**Try it**. Starting at the line that contains "Expected: for each instance of the tall", return every line down to the end of the records below, exactly as written.

**Supplied data**.
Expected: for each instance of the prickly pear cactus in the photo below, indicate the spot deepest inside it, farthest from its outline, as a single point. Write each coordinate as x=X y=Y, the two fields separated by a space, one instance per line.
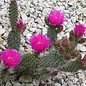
x=56 y=60
x=14 y=40
x=13 y=14
x=28 y=65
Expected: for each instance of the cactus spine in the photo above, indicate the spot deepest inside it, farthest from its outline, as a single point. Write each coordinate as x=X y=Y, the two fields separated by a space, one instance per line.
x=14 y=36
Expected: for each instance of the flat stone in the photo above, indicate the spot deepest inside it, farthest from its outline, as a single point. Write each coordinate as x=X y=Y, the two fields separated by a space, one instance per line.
x=57 y=84
x=1 y=40
x=2 y=31
x=16 y=84
x=8 y=84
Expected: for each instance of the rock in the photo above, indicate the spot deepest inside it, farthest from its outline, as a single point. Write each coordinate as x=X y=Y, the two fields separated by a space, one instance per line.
x=83 y=10
x=44 y=31
x=28 y=36
x=8 y=84
x=0 y=82
x=16 y=84
x=45 y=11
x=57 y=84
x=25 y=79
x=70 y=83
x=2 y=31
x=1 y=40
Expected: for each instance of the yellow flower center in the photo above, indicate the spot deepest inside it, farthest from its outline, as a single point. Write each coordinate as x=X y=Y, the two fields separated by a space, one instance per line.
x=10 y=58
x=39 y=43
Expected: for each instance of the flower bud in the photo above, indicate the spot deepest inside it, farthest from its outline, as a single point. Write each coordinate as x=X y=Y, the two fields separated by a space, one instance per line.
x=79 y=30
x=68 y=56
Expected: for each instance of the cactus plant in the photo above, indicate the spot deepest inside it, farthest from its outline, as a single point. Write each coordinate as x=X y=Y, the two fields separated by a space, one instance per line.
x=14 y=40
x=28 y=65
x=13 y=14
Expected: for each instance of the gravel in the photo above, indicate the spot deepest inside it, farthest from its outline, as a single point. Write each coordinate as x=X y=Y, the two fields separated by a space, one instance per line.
x=33 y=13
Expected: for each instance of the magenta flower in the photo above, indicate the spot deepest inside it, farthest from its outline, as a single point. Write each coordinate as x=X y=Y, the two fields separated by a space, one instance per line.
x=84 y=60
x=39 y=42
x=11 y=58
x=56 y=17
x=20 y=25
x=79 y=30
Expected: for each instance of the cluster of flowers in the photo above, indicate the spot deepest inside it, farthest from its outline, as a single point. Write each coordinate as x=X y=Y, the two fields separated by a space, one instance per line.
x=39 y=43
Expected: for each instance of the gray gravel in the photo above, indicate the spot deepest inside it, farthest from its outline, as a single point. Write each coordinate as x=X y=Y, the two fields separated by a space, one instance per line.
x=33 y=13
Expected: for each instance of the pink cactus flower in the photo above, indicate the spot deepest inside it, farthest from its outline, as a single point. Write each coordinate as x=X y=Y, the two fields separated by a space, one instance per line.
x=11 y=58
x=20 y=24
x=79 y=30
x=56 y=17
x=39 y=42
x=84 y=60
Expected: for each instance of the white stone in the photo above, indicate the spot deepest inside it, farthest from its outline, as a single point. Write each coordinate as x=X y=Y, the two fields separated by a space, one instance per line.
x=25 y=32
x=24 y=17
x=28 y=36
x=81 y=47
x=57 y=84
x=33 y=29
x=8 y=84
x=16 y=84
x=44 y=31
x=2 y=30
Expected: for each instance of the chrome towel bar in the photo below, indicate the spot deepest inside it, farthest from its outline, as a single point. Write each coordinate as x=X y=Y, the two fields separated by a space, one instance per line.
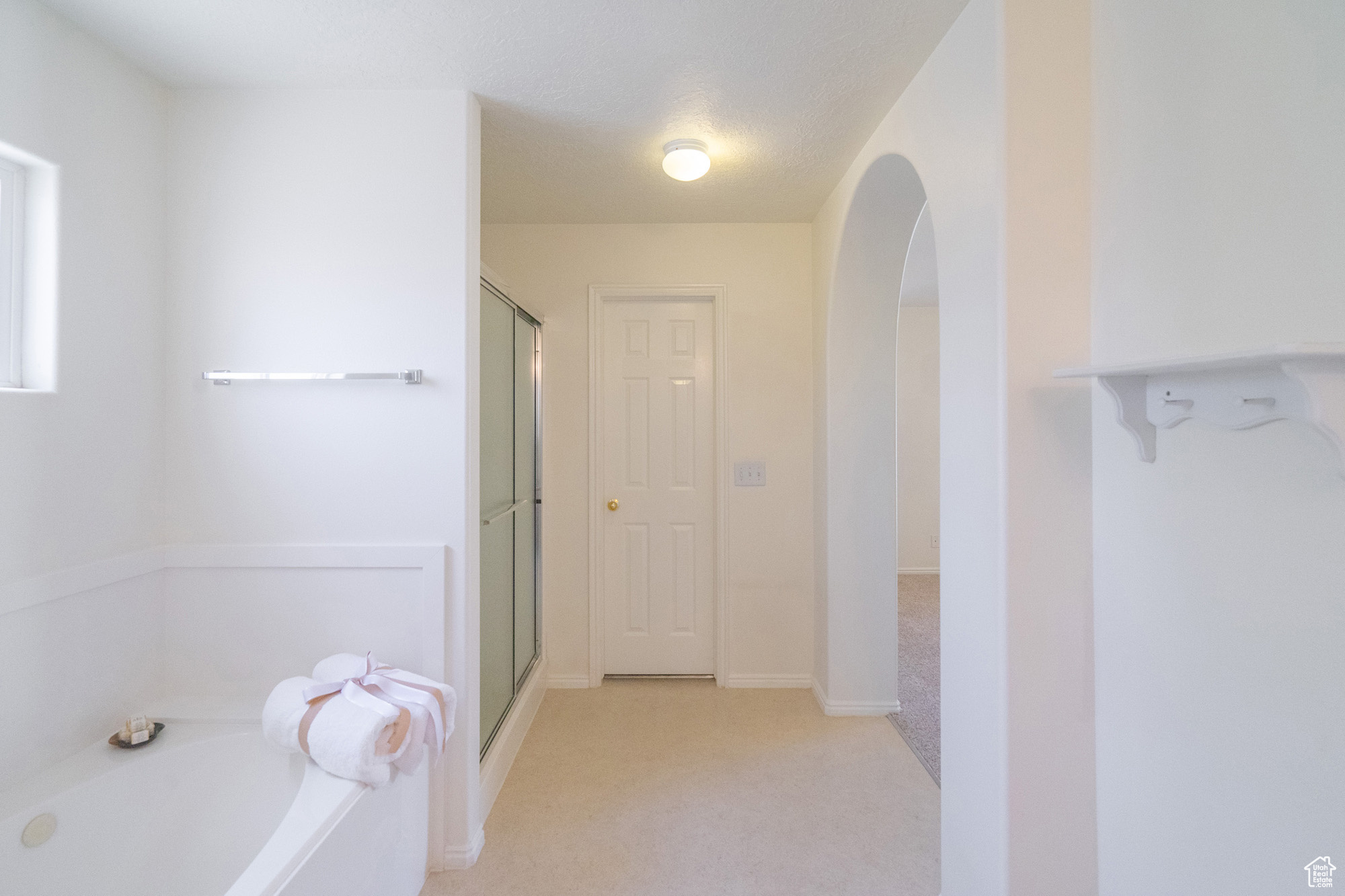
x=225 y=377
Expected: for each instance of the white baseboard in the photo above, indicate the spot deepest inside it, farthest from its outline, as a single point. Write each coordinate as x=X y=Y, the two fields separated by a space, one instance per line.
x=500 y=758
x=465 y=857
x=790 y=680
x=852 y=706
x=568 y=681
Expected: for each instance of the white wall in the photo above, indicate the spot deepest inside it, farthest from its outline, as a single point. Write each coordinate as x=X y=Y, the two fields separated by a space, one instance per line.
x=1218 y=225
x=81 y=470
x=332 y=231
x=83 y=665
x=918 y=438
x=996 y=126
x=766 y=270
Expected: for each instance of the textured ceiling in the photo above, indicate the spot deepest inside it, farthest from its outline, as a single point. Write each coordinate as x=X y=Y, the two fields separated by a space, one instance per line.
x=580 y=96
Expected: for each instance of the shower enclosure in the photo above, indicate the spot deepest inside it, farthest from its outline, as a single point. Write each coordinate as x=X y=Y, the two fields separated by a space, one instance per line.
x=512 y=346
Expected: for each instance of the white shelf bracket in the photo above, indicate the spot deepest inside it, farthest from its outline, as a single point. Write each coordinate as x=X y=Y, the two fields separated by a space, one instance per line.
x=1129 y=393
x=1238 y=391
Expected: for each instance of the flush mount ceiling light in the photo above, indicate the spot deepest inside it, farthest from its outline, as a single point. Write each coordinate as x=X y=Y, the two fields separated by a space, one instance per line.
x=687 y=159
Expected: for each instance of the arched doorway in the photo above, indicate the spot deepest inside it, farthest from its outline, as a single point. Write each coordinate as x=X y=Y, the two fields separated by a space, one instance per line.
x=857 y=670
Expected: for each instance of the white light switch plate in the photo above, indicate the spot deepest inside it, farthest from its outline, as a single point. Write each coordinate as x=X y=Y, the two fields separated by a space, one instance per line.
x=750 y=473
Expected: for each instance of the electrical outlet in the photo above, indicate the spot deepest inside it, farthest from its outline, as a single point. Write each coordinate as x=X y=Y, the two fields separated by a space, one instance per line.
x=750 y=473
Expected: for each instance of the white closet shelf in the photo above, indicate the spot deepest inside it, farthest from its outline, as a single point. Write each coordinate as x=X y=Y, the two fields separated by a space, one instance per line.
x=1237 y=391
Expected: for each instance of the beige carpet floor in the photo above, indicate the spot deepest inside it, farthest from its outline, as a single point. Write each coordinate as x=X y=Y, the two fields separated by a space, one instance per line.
x=918 y=667
x=680 y=787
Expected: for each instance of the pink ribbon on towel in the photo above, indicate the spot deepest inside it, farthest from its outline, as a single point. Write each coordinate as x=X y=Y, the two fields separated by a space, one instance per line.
x=385 y=690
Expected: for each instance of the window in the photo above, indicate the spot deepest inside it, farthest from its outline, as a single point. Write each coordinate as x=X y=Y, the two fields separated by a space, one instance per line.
x=13 y=227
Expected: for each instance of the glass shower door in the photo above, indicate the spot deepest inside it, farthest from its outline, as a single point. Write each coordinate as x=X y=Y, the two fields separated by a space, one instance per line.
x=497 y=506
x=509 y=415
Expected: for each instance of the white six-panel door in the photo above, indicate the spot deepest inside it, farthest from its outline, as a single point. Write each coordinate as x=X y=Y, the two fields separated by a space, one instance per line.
x=658 y=467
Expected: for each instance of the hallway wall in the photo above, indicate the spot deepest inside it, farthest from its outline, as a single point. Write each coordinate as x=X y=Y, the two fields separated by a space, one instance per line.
x=996 y=126
x=766 y=270
x=918 y=438
x=1219 y=225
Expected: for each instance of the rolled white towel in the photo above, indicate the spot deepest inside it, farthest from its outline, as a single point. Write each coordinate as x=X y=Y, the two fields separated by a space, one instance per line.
x=342 y=666
x=352 y=740
x=345 y=739
x=284 y=710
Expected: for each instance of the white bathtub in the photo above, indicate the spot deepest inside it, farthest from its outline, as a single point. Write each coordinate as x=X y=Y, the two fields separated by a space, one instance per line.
x=210 y=809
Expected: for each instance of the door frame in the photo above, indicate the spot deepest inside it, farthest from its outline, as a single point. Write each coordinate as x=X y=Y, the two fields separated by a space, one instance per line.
x=716 y=295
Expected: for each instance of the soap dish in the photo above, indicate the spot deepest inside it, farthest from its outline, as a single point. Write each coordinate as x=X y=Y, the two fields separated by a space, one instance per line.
x=126 y=744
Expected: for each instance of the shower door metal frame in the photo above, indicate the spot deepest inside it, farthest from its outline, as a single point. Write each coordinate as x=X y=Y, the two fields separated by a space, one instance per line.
x=536 y=322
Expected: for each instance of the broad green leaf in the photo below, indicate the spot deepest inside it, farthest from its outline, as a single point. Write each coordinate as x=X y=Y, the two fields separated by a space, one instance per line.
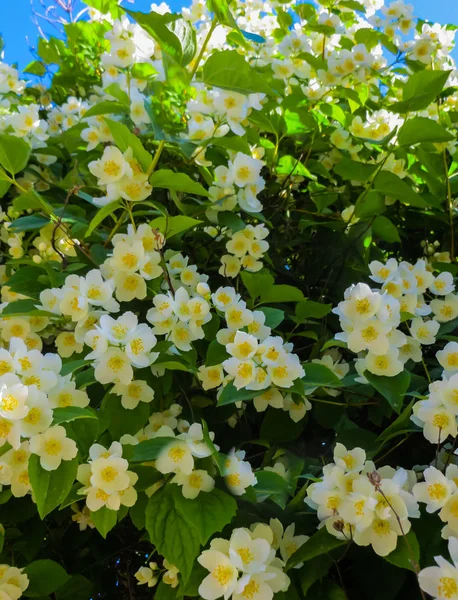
x=391 y=388
x=317 y=375
x=353 y=170
x=310 y=309
x=101 y=215
x=175 y=35
x=420 y=90
x=274 y=316
x=222 y=12
x=179 y=182
x=28 y=223
x=398 y=426
x=104 y=520
x=271 y=485
x=173 y=536
x=231 y=394
x=25 y=307
x=150 y=449
x=406 y=552
x=282 y=293
x=228 y=70
x=36 y=67
x=124 y=139
x=71 y=413
x=171 y=226
x=390 y=184
x=14 y=153
x=209 y=513
x=421 y=129
x=45 y=577
x=383 y=228
x=257 y=283
x=51 y=487
x=106 y=108
x=319 y=543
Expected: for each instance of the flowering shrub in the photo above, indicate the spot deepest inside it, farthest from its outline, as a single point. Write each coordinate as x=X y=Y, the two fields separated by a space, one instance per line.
x=228 y=361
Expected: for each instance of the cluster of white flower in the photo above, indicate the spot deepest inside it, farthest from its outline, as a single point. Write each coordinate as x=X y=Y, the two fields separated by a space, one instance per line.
x=372 y=320
x=106 y=479
x=246 y=248
x=13 y=582
x=354 y=501
x=238 y=183
x=246 y=566
x=120 y=175
x=441 y=582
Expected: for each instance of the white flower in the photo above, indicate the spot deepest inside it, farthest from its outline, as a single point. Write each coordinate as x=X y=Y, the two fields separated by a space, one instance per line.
x=53 y=446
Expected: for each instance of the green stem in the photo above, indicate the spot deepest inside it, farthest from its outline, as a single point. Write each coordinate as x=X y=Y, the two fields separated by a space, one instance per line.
x=204 y=47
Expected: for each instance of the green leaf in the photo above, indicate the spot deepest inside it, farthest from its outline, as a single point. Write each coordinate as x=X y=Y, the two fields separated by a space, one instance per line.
x=282 y=293
x=274 y=316
x=228 y=70
x=171 y=226
x=124 y=139
x=104 y=520
x=36 y=67
x=28 y=223
x=309 y=309
x=179 y=182
x=320 y=543
x=421 y=90
x=71 y=413
x=51 y=487
x=257 y=283
x=14 y=153
x=101 y=215
x=150 y=449
x=231 y=394
x=405 y=552
x=390 y=184
x=391 y=388
x=398 y=426
x=421 y=129
x=106 y=108
x=175 y=35
x=173 y=536
x=45 y=577
x=317 y=375
x=221 y=10
x=208 y=513
x=383 y=228
x=271 y=485
x=353 y=170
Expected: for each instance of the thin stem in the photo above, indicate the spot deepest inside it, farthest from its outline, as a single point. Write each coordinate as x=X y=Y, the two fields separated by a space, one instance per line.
x=449 y=206
x=204 y=47
x=156 y=157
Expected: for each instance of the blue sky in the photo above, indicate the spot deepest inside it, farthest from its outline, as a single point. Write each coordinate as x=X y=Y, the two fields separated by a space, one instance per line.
x=19 y=32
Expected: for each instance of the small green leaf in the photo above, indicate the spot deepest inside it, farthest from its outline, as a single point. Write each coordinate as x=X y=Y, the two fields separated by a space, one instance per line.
x=391 y=388
x=101 y=215
x=320 y=543
x=14 y=153
x=45 y=577
x=421 y=129
x=150 y=449
x=71 y=413
x=179 y=182
x=51 y=487
x=208 y=513
x=406 y=553
x=104 y=520
x=171 y=226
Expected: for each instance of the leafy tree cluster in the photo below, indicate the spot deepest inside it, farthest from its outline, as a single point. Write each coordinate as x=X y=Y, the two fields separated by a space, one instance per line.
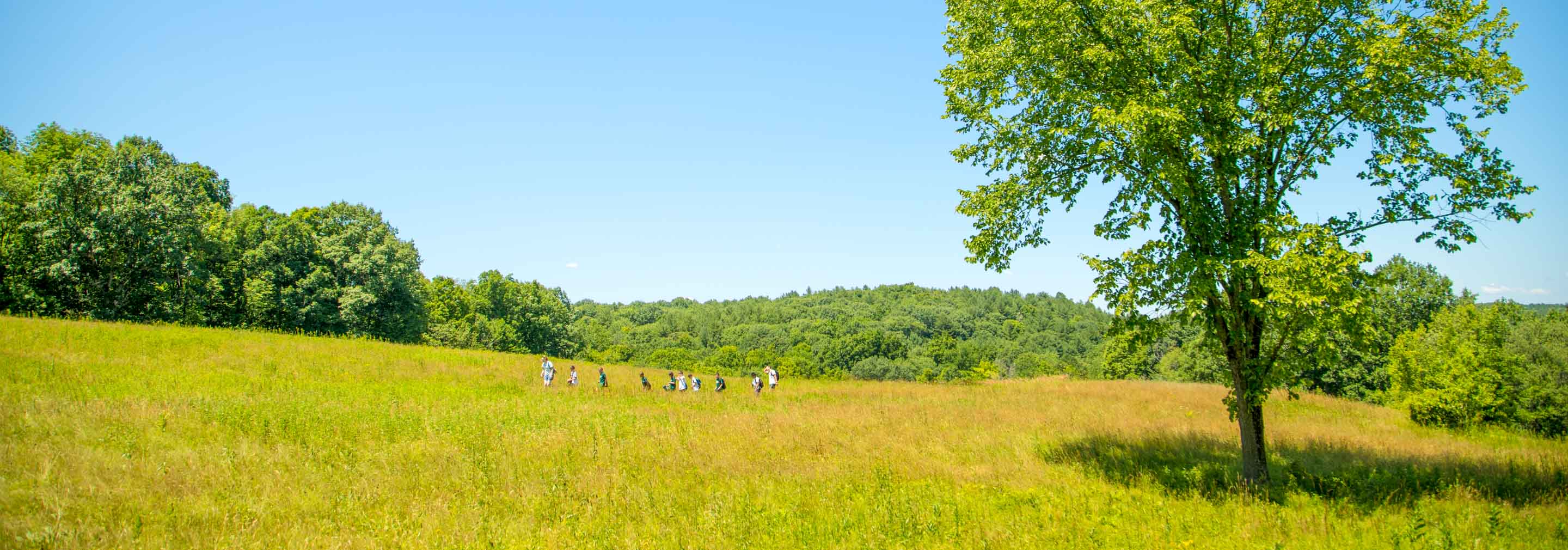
x=1209 y=120
x=1496 y=364
x=885 y=333
x=124 y=231
x=499 y=313
x=1398 y=297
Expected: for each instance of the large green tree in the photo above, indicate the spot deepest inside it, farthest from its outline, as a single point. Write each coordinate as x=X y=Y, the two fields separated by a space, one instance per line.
x=1208 y=118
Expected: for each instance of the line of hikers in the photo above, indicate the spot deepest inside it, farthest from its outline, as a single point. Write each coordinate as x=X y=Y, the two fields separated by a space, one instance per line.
x=678 y=380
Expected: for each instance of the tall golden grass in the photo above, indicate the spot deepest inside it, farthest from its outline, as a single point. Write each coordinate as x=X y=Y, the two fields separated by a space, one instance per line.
x=156 y=436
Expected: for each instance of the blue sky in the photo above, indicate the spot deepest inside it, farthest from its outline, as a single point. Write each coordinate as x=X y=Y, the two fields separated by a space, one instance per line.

**Solution**.
Expected: for each instance of the tall golden grass in the photo above, indicate the spot deepest inside it, farthest from its outline, as a single point. Write each coordinate as x=X y=Y, the two fields separated by a space, one instance per line.
x=156 y=436
Expected: for each instance of the blue sky in the photo above, indicate the spot deepest inside it, farthest from its outline, as a single point. Write each coordinate as x=X y=Y, the two fields separated by a space, one instance per line.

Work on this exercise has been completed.